▸ **Exercise requirements**:
**a.** Write out the stretch of the review-board excerpt from "Rogers was arrested" through "of his child.".
**b.** List every person named in the review-board excerpt, in order of first appearance.
**c.** Using the review-board excerpt, answer yes or no to each statement and quote the deciding words: (i) The internal review concluded that Morris had breached all three standards. (ii) Rogers was arrested outside a Halifax children's hospital. (iii) Bailey represents Morris.

▸ **Text**:

=====

Cooke said the fact Rogers was extremely intoxicated and pounded his head against a Plexiglas divider in the police car indicated there were clear signs his health was at risk, adding that police should have taken him to hospital rather than jail.
The mandate of the hearing is to examine whether the officers breached regulations under the Police Act, including whether they neglected or lacked concern for the health or safety of the detainee, acted in a manner that could bring discredit on the police and used unnecessary force or treated a prisoner cruelly.
The Halifax police’s internal review concluded Murphy had breached all three standards. They said Paris had failed to uphold the standards of caring for the prisoner’s safety and had brought discredit on the police force. And they concluded Morris had committed a single count of bringing discredit on the police force.
The review board will provide a written decision on the Halifax police’s findings, and if it determines officers had breached the rules, the board will hold a separate hearing on penalties.
Rogers was arrested in 2016 outside a Halifax children’s hospital in a state of extreme intoxication after he downed a half-pint of whisky following the birth of his child.
Brian Bailey, the lawyer who represents Murphy and Paris, noted that Morris, the least experienced of the three, was the officer who made the arrest and transported Rogers to the police lockup.
Bailey said his clients had checked the police vehicle in which Rogers was transported to see if there were any signs he had banged his head in the car – such as traces of blood – and they allegedly didn’t find any.
In addition, Bailey said the officers handed control of Rogers to two booking officers at the station, but he said they agreed to carry him to a cell because he wouldn’t walk. It was up to the booking officers to remove the spit hood if it posed a danger, Bailey told the review board.

=====

▸ **Data listing**:
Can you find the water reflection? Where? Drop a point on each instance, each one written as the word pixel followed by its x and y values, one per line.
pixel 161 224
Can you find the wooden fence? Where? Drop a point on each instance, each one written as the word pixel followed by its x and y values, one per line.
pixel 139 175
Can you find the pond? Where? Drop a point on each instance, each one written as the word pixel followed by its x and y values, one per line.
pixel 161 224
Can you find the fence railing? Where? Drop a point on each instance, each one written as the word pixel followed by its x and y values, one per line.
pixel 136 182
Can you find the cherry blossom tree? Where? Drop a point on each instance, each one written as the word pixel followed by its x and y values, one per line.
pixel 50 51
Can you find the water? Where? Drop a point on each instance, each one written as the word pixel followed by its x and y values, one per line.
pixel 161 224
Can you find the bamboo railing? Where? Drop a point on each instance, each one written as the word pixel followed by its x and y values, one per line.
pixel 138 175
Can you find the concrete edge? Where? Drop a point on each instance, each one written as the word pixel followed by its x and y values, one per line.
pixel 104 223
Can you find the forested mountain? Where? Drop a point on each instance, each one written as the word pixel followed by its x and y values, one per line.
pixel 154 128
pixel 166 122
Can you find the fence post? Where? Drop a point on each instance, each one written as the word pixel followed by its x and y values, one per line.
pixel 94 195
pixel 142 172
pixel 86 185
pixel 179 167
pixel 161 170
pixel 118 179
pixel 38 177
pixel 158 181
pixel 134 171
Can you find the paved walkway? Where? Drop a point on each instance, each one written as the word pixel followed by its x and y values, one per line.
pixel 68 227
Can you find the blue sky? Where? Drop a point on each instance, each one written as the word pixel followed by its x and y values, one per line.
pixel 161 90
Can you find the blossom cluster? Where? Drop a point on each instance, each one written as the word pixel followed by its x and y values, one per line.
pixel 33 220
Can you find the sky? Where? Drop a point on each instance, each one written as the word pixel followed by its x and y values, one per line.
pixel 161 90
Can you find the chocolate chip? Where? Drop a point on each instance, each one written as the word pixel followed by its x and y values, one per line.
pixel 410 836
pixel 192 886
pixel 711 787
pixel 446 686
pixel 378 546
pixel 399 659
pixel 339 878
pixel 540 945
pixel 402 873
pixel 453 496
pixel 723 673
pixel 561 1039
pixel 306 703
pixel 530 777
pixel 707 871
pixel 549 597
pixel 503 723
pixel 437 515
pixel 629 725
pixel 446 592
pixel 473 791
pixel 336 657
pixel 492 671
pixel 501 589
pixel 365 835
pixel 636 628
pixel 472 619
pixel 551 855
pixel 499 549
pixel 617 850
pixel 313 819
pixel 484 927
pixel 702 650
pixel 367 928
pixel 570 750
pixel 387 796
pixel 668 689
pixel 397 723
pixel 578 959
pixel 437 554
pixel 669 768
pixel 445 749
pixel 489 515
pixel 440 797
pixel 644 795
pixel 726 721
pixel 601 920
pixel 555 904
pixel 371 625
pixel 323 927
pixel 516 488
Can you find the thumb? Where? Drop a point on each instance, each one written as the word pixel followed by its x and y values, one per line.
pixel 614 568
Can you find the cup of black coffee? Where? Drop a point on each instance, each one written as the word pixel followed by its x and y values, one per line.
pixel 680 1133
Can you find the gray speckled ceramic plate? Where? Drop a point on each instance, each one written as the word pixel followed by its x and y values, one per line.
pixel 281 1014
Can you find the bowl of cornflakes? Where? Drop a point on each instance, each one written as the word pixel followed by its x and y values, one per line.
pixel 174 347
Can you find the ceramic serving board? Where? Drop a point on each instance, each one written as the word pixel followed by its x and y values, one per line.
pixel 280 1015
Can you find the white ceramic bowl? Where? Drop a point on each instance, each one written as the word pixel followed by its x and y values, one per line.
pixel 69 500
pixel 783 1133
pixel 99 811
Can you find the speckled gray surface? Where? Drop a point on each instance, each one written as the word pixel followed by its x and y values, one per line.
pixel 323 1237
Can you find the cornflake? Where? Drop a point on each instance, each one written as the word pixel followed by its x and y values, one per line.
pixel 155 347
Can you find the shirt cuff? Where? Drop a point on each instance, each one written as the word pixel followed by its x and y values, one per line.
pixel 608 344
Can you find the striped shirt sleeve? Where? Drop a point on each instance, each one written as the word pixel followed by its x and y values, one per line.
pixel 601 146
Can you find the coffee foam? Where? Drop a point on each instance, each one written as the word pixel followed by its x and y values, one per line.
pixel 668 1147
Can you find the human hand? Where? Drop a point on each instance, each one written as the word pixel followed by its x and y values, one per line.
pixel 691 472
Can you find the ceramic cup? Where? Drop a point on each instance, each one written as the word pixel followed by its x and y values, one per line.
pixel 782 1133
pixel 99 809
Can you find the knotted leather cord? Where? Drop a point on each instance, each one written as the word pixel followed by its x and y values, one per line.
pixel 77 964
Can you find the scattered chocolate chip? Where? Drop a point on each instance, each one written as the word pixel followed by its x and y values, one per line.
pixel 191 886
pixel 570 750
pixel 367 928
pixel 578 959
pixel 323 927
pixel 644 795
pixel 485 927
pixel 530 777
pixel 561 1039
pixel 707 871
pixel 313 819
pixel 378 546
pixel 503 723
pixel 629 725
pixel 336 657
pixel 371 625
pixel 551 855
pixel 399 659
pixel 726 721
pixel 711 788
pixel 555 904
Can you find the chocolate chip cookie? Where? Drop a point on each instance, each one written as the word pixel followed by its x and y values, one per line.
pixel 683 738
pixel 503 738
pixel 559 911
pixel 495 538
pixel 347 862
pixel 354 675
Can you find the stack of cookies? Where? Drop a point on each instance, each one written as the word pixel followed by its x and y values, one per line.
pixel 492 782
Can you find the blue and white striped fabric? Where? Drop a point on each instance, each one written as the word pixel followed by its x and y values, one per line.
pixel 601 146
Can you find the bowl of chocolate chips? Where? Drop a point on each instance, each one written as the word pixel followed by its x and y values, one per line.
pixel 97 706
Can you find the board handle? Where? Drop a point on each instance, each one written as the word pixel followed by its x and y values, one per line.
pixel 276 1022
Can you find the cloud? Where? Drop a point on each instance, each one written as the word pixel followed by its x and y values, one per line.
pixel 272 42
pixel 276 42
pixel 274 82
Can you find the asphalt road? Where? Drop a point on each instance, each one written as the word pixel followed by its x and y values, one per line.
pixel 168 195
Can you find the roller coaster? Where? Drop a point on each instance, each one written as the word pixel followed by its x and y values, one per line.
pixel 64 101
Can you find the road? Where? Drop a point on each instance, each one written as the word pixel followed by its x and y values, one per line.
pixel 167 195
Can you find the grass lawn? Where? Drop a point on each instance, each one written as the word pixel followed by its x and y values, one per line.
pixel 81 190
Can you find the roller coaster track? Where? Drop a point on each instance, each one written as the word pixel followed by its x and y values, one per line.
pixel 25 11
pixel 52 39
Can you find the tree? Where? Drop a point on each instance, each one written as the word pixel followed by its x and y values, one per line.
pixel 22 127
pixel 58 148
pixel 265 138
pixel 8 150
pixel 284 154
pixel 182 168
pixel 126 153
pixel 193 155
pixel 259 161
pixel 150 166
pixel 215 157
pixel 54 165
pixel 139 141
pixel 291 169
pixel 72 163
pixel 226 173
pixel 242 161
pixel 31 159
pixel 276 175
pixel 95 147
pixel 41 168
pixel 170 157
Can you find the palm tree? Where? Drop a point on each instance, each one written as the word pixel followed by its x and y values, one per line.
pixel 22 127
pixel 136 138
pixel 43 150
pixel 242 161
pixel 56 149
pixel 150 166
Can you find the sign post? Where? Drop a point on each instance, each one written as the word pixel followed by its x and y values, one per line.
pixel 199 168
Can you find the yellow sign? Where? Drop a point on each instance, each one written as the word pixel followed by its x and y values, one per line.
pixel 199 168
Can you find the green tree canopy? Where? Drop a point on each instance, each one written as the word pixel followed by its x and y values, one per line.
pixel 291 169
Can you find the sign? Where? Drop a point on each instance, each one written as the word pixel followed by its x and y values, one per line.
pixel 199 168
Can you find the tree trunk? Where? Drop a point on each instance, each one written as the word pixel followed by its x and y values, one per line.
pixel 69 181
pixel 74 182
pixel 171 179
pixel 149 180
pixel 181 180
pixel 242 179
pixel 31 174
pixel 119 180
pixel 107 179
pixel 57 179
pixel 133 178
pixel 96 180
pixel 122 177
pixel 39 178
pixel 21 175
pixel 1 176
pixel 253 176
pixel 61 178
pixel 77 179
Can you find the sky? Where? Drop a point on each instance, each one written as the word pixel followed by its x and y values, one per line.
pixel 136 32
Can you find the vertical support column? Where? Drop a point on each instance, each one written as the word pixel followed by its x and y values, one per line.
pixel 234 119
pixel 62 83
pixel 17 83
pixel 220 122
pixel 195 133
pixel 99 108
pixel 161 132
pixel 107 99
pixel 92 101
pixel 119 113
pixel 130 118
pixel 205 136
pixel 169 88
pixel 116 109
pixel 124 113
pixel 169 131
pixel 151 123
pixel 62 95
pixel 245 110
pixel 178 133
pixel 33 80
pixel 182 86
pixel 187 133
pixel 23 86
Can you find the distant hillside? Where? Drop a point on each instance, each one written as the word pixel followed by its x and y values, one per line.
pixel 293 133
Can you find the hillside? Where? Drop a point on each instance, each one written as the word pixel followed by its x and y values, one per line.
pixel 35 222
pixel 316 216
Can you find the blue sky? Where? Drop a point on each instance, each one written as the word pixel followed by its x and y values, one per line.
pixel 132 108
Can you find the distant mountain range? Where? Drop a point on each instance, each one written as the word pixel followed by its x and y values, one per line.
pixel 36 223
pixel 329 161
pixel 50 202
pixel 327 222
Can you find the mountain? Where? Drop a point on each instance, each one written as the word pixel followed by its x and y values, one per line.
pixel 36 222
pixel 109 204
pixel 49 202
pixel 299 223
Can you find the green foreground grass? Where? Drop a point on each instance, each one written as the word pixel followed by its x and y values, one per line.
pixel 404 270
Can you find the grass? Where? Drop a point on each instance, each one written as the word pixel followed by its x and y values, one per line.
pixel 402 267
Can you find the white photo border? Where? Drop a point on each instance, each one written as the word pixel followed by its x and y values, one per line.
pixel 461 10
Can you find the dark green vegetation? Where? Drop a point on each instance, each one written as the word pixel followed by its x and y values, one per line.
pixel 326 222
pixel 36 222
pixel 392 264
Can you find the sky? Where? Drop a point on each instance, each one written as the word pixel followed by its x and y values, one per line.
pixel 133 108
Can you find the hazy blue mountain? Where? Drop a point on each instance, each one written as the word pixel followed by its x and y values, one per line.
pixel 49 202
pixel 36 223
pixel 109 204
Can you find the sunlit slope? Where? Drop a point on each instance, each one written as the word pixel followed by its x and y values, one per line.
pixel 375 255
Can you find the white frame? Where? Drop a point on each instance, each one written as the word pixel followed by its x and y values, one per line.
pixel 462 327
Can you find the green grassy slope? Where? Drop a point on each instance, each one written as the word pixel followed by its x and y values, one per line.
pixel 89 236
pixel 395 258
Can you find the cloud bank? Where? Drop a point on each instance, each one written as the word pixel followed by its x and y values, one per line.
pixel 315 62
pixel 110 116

=====

▸ **Answers**:
**a.**
Rogers was arrested in 2016 outside a Halifax children’s hospital in a state of extreme intoxication after he downed a half-pint of whisky following the birth of his child.

**b.**
Cooke
Rogers
Murphy
Paris
Morris
Brian Bailey

**c.**
(i) No. "The Halifax police’s internal review concluded Murphy had breached all three standards" and "they concluded Morris had committed a single count of bringing discredit on the police force."
(ii) Yes. "Rogers was arrested in 2016 outside a Halifax children’s hospital"
(iii) No. "Brian Bailey, the lawyer who represents Murphy and Paris"